Supplied entries >>
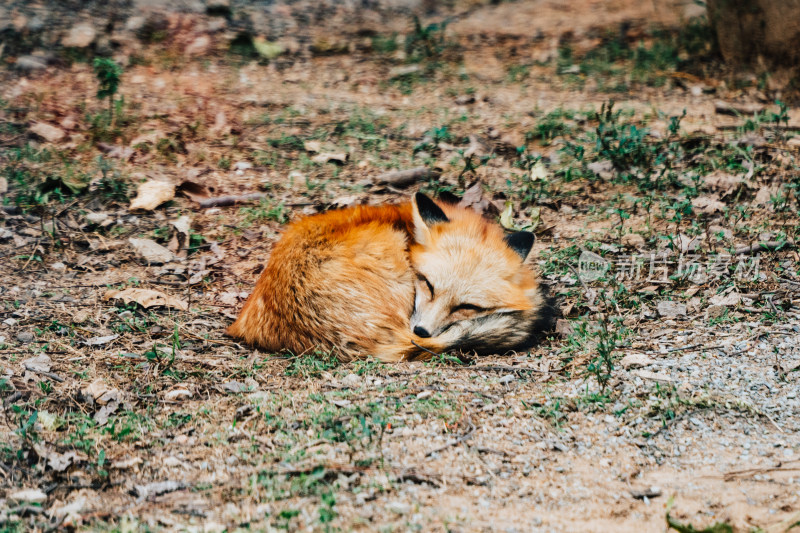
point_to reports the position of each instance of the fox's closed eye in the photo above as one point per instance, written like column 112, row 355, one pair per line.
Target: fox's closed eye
column 469, row 307
column 428, row 283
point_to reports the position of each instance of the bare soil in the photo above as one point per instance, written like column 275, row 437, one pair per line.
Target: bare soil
column 122, row 417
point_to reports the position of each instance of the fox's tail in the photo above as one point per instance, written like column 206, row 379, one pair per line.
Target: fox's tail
column 411, row 348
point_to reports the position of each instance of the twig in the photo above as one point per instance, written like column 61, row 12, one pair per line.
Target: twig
column 425, row 349
column 225, row 201
column 30, row 257
column 403, row 178
column 767, row 246
column 54, row 377
column 590, row 295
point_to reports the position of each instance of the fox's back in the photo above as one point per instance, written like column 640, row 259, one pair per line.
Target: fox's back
column 396, row 282
column 340, row 279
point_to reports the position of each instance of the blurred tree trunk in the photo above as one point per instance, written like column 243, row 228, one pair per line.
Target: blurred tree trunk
column 752, row 31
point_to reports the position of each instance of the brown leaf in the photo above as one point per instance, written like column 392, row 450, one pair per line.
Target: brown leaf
column 474, row 199
column 146, row 298
column 708, row 204
column 194, row 191
column 151, row 194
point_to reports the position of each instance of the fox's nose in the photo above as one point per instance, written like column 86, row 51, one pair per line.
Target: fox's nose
column 421, row 332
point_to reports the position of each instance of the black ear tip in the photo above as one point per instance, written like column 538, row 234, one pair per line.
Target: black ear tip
column 521, row 242
column 421, row 198
column 428, row 210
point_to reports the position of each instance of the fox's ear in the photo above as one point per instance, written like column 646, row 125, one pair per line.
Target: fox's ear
column 425, row 213
column 521, row 242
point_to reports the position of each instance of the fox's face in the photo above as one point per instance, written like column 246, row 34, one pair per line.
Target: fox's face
column 466, row 270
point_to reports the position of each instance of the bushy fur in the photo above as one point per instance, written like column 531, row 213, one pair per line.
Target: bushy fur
column 358, row 280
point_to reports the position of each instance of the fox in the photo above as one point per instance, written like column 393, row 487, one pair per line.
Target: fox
column 397, row 282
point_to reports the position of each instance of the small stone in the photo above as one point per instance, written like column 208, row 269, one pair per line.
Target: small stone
column 25, row 337
column 715, row 311
column 48, row 132
column 31, row 63
column 633, row 240
column 97, row 218
column 604, row 169
column 234, row 387
column 351, row 380
column 151, row 251
column 669, row 309
column 135, row 23
column 399, row 508
column 178, row 394
column 564, row 327
column 28, row 495
column 725, row 300
column 79, row 36
column 636, row 360
column 199, row 46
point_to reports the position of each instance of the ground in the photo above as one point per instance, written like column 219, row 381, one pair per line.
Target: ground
column 663, row 192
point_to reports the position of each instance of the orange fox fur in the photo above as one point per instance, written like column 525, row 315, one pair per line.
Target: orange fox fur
column 396, row 282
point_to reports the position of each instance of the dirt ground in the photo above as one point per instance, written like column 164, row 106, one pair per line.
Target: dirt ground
column 666, row 397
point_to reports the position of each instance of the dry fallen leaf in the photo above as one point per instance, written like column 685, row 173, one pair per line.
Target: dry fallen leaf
column 725, row 182
column 146, row 298
column 151, row 194
column 507, row 216
column 179, row 242
column 474, row 199
column 708, row 204
column 194, row 191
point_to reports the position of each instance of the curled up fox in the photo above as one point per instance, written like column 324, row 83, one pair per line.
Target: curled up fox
column 396, row 282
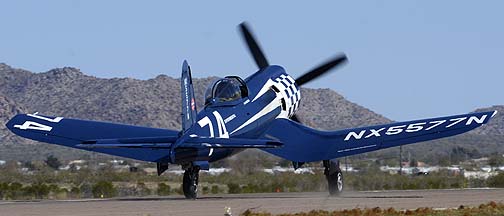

Task goal >>
What you return should be the exact lines from the one containing "point_to reports the position of each instance of the curled" through the end of the listing above, both included, minus any pictures.

Task response >>
point_to reports the position of each instance of the curled up fox in the photo above as one point per instance, written like column 324, row 83, one pair per line.
Target: curled up fox
column 396, row 282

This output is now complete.